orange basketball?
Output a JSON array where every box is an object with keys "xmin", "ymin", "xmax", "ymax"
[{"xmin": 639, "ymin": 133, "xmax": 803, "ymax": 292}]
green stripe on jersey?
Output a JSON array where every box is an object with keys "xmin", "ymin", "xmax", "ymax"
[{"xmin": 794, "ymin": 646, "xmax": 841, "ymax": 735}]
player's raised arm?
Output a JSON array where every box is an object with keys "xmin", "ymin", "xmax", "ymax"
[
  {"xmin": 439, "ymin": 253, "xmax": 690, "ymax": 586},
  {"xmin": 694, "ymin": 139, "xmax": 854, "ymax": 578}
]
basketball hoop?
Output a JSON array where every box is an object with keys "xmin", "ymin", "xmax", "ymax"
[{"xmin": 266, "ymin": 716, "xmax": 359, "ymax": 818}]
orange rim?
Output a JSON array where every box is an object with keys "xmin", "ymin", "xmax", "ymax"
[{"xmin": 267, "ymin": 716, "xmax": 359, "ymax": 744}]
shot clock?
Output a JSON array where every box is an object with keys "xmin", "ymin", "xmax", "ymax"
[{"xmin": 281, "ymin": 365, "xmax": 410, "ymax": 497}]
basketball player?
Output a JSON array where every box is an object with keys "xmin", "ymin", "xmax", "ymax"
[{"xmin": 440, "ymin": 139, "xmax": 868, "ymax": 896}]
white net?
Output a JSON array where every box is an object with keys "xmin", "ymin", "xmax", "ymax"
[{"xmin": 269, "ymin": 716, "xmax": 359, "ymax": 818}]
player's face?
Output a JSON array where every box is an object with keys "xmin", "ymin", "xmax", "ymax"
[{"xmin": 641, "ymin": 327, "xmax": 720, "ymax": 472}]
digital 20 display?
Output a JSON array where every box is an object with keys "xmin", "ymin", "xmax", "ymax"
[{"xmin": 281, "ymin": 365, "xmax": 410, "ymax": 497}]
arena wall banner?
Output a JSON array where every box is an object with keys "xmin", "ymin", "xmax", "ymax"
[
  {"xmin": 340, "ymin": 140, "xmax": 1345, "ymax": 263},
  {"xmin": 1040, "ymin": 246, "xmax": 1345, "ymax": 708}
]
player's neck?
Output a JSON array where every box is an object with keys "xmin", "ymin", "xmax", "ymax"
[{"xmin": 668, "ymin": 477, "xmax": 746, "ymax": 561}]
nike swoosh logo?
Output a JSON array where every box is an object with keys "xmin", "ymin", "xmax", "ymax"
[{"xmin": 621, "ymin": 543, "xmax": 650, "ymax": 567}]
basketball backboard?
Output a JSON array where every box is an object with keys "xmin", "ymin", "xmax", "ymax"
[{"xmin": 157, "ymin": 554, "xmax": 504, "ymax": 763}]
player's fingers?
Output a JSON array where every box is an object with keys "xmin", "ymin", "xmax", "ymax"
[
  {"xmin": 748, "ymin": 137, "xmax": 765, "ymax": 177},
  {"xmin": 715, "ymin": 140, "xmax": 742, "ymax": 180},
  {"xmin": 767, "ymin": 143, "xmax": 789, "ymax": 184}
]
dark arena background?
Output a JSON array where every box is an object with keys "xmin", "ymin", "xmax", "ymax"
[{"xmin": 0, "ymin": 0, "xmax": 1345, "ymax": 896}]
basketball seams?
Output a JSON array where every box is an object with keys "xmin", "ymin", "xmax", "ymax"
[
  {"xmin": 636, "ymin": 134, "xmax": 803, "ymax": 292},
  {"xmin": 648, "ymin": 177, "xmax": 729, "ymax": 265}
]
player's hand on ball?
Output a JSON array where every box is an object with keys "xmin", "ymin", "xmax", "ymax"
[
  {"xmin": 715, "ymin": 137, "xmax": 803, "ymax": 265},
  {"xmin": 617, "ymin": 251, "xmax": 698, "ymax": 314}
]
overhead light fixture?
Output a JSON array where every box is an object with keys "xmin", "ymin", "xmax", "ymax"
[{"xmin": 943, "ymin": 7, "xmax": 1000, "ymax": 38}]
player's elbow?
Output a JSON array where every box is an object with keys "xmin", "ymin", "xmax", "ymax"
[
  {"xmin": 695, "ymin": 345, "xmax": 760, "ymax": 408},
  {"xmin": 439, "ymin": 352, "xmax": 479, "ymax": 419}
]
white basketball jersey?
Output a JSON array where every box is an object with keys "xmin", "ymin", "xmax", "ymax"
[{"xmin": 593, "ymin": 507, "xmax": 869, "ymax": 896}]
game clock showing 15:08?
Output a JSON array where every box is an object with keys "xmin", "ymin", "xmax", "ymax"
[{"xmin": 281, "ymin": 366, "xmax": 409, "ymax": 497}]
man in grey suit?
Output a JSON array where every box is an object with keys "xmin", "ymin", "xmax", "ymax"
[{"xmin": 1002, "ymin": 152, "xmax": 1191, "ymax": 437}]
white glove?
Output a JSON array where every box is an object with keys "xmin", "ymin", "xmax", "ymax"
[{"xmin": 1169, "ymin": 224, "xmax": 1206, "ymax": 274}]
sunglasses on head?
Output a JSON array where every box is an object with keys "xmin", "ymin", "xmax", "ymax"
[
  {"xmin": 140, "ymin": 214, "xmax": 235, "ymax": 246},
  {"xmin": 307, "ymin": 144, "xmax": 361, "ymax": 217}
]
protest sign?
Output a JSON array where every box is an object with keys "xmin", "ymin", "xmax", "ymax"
=====
AIM: Return the full listing, character for character.

RESPONSE BELOW:
orange basketball?
Output a JSON array where every box is an object with keys "xmin", "ymin", "xmax", "ymax"
[{"xmin": 639, "ymin": 133, "xmax": 803, "ymax": 292}]
green stripe on jersey?
Output a JSON array where every box is an object with keys "xmin", "ymin", "xmax", "ymax"
[{"xmin": 794, "ymin": 646, "xmax": 841, "ymax": 735}]
player's raised arm?
Output a JSON array where every box is an object with keys "xmin", "ymin", "xmax", "ymax"
[
  {"xmin": 439, "ymin": 253, "xmax": 690, "ymax": 586},
  {"xmin": 694, "ymin": 139, "xmax": 854, "ymax": 578}
]
basketball hoop?
Output a JSON array where every box is an object with keys "xmin", "ymin", "xmax", "ymax"
[{"xmin": 266, "ymin": 716, "xmax": 359, "ymax": 818}]
orange rim?
Output a JSON array where every box is an object with keys "xmin", "ymin", "xmax", "ymax"
[{"xmin": 267, "ymin": 716, "xmax": 359, "ymax": 744}]
shot clock?
Output a JSON array where every box is an object with keys "xmin", "ymin", "xmax", "ymax"
[{"xmin": 281, "ymin": 365, "xmax": 410, "ymax": 497}]
basketball player?
Output a JSON array where every box is an object with keys "xmin", "ymin", "xmax", "ymax"
[{"xmin": 440, "ymin": 139, "xmax": 868, "ymax": 896}]
white net?
Output a JSON array where every box is an object with keys "xmin", "ymin", "xmax", "ymax"
[{"xmin": 269, "ymin": 716, "xmax": 359, "ymax": 818}]
player's face?
Output a JSON array where every box is an object with keys "xmin", "ymin", "xmax", "ymax"
[{"xmin": 641, "ymin": 327, "xmax": 720, "ymax": 472}]
digital 20 display?
Output a JSON array where every box is an object with keys "xmin", "ymin", "xmax", "ymax"
[{"xmin": 281, "ymin": 365, "xmax": 410, "ymax": 497}]
arena wall banner?
Output a JSON array where every box is an object with keys "xmin", "ymin", "xmax", "ymax"
[
  {"xmin": 340, "ymin": 140, "xmax": 1345, "ymax": 263},
  {"xmin": 1040, "ymin": 246, "xmax": 1345, "ymax": 708}
]
player's neck?
Output a JSON array where every box is an object with keys "xmin", "ymin", "xmax", "ymax"
[{"xmin": 668, "ymin": 477, "xmax": 746, "ymax": 561}]
nike swoosh logo?
Output a JSON array where every box is an object with keys "xmin", "ymin", "xmax", "ymax"
[{"xmin": 621, "ymin": 543, "xmax": 650, "ymax": 567}]
basketball backboard?
Output a JSON array where every box is an object with keys "xmin", "ymin", "xmax", "ymax"
[{"xmin": 157, "ymin": 554, "xmax": 504, "ymax": 763}]
player's fingers?
Output a JSON array where every box is an object with keys "xmin", "ymin", "xmax", "ymax"
[
  {"xmin": 748, "ymin": 137, "xmax": 765, "ymax": 177},
  {"xmin": 715, "ymin": 140, "xmax": 742, "ymax": 180},
  {"xmin": 767, "ymin": 143, "xmax": 789, "ymax": 184}
]
dark arena background?
Output a JSON array where every box is an object with keys "xmin", "ymin", "xmax", "ymax"
[{"xmin": 0, "ymin": 0, "xmax": 1345, "ymax": 896}]
basketball seams?
Output a JSON array where every box is an object with keys "xmin", "ymin", "xmax", "ymax"
[
  {"xmin": 636, "ymin": 134, "xmax": 803, "ymax": 292},
  {"xmin": 648, "ymin": 177, "xmax": 729, "ymax": 265}
]
player's hand on ball?
Output a JSON array where every box is an object with keys "xmin", "ymin", "xmax", "ymax"
[
  {"xmin": 715, "ymin": 137, "xmax": 803, "ymax": 265},
  {"xmin": 617, "ymin": 251, "xmax": 698, "ymax": 314}
]
overhead light fixture?
Output a JSON array where every box is an object with keys "xmin", "ymin", "xmax", "ymax"
[{"xmin": 943, "ymin": 7, "xmax": 1000, "ymax": 38}]
player's elbow?
Output a JSON array where every box is an object with keys "xmin", "ymin", "xmax", "ymax"
[
  {"xmin": 695, "ymin": 345, "xmax": 760, "ymax": 408},
  {"xmin": 439, "ymin": 352, "xmax": 479, "ymax": 419}
]
white basketball jersey?
Output a JSON array where every box is an object with keys "xmin", "ymin", "xmax", "ymax"
[{"xmin": 593, "ymin": 507, "xmax": 869, "ymax": 896}]
game clock showing 15:08?
Output a JSON array where every box is an object with keys "xmin", "ymin", "xmax", "ymax"
[{"xmin": 281, "ymin": 366, "xmax": 409, "ymax": 497}]
man in grey suit?
Output a JSON array where every box is an object with keys "xmin", "ymin", "xmax", "ymax"
[{"xmin": 1002, "ymin": 152, "xmax": 1191, "ymax": 437}]
white glove?
Output a JSON array where every box is an object with keys "xmin", "ymin", "xmax", "ymax"
[{"xmin": 1169, "ymin": 224, "xmax": 1206, "ymax": 274}]
sunglasses on head?
Output a JSON array where every box is an object with keys "xmin", "ymin", "xmax", "ymax"
[
  {"xmin": 140, "ymin": 214, "xmax": 235, "ymax": 246},
  {"xmin": 307, "ymin": 144, "xmax": 361, "ymax": 217}
]
protest sign?
Output a JSON array where every box is an object with keys "xmin", "ymin", "xmax", "ymax"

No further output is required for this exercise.